**** Data supplied

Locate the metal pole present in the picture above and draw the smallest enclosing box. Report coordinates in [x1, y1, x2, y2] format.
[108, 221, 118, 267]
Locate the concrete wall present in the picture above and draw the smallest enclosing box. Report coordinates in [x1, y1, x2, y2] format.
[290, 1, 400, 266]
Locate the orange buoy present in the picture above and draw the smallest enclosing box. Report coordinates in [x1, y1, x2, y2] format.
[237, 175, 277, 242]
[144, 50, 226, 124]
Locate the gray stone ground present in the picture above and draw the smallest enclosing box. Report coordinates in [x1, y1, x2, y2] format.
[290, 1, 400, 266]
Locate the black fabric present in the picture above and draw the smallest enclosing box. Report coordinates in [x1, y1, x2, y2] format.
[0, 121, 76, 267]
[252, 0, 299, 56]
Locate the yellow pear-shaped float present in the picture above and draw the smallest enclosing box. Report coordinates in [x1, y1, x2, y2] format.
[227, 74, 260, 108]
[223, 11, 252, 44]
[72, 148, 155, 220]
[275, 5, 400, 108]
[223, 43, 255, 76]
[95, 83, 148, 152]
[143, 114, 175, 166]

********

- Assignment: Print the lines of the entries, exactly, from the one containing "Locate the orange" down to the final line, and leave out all the others.

- Solved exercise:
Locate the orange buoy present in the picture above and draw the smallest enclosing box. Report coordinates in [x1, y1, x2, y2] format.
[237, 175, 277, 242]
[144, 50, 226, 124]
Locate the gray stone ground present in the picture above and draw the smallest enclosing box. Report coordinates in [x1, y1, x2, y2] format.
[290, 1, 400, 266]
Locate the black fabric present in the picture above and draw the smallest enclosing box. Report coordinates in [x1, y1, x2, y2] format.
[0, 121, 76, 267]
[252, 0, 299, 56]
Locate the yellow pear-shaped float present in the picture above and draw the smallest enclosing box. Report coordinates in [x1, y1, x2, y2] format.
[227, 74, 260, 108]
[223, 11, 252, 44]
[72, 148, 155, 220]
[275, 5, 400, 108]
[223, 43, 255, 76]
[95, 83, 148, 152]
[143, 114, 175, 166]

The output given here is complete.